O exercício:
Reproduza na íntegra, sem qualquer alteração, o texto sobre o salão de refeições decorado com inspiração na obra de Darwin.

O rasgo arquitectónico de Charles Correa prolonga-se ao entrarmos no salão de refeições, com as vidraças em fundo a transformarem a paisagem exterior num postal vivo que forra a transparência da quarta parede do espaço. Uma primeira área de acolhimento recria ao de leve um gabinete privado, com grandes poltronas acolchoadas em pele e uns livros antigos a induzirem um ambiente de estudo, quiçá semelhante ao de outro Charles; Darwin, autor da teoria da evolução das espécies. A obra do naturalista inglês serve de leitmotiv para a inspirada decoração que a Lanidor criou ao ficar com a gestão do espaço. Citações do investigador, um painel grandioso com ilustrações de peixes e borboletas, a simulação de uma biblioteca num dos extremos e outros pormenores estilísticos compõem um cenário envolvente. Ainda assim, a sala apresenta-se um pouco intimidante, esmagando-nos com as suas proporções.

Linhas de dados:
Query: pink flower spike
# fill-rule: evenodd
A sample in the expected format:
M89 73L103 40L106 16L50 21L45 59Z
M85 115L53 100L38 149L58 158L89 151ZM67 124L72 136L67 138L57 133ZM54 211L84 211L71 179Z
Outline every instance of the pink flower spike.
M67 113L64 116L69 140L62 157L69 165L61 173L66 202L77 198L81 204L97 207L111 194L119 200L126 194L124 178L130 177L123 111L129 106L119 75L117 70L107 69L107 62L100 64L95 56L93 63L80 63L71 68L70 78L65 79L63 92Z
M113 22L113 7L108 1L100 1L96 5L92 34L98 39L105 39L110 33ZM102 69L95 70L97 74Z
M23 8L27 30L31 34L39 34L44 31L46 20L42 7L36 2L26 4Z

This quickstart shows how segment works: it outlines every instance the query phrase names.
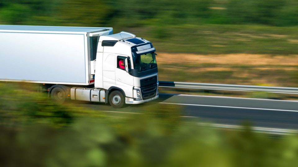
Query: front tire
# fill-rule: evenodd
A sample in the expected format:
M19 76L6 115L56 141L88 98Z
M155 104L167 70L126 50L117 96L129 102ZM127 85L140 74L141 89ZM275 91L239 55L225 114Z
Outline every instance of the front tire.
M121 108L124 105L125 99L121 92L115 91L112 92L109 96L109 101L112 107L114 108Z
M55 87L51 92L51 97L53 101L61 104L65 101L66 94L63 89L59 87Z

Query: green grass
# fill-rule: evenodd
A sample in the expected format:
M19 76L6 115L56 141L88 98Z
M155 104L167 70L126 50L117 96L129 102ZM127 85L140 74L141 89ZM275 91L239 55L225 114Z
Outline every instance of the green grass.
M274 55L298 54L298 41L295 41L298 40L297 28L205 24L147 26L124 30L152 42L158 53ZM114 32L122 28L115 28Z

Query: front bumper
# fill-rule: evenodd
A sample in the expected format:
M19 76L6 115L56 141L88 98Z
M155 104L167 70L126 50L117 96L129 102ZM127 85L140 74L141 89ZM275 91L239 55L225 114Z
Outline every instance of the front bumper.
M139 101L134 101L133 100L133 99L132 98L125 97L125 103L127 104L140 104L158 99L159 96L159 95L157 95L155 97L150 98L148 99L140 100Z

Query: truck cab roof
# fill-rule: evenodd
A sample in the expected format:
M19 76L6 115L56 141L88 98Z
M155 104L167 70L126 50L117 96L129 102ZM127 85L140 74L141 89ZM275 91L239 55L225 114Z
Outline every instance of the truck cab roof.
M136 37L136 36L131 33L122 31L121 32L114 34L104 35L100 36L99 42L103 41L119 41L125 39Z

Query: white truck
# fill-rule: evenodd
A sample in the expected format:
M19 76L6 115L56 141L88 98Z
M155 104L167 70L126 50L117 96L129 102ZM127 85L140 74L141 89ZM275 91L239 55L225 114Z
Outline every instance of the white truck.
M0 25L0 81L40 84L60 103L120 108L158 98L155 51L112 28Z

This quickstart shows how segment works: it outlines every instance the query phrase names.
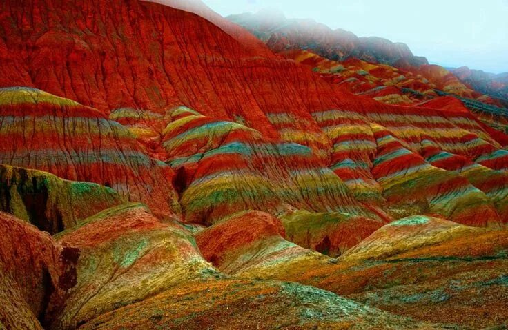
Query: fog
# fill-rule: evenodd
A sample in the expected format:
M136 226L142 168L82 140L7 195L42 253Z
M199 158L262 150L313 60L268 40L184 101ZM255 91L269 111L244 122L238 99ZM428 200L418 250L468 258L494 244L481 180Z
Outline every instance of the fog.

Resposta à tarefa:
O rasgo arquitectónico de Charles Correa prolonga-se ao entrarmos no salão de refeições, com as vidraças em fundo a transformarem a paisagem exterior num postal vivo que forra a transparência da quarta parede do espaço. Uma primeira área de acolhimento recria ao de leve um gabinete privado, com grandes poltronas acolchoadas em pele e uns livros antigos a induzirem um ambiente de estudo, quiçá semelhante ao de outro Charles; Darwin, autor da teoria da evolução das espécies. A obra do naturalista inglês serve de leitmotiv para a inspirada decoração que a Lanidor criou ao ficar com a gestão do espaço. Citações do investigador, um painel grandioso com ilustrações de peixes e borboletas, a simulação de uma biblioteca num dos extremos e outros pormenores estilísticos compõem um cenário envolvente. Ainda assim, a sala apresenta-se um pouco intimidante, esmagando-nos com as suas proporções.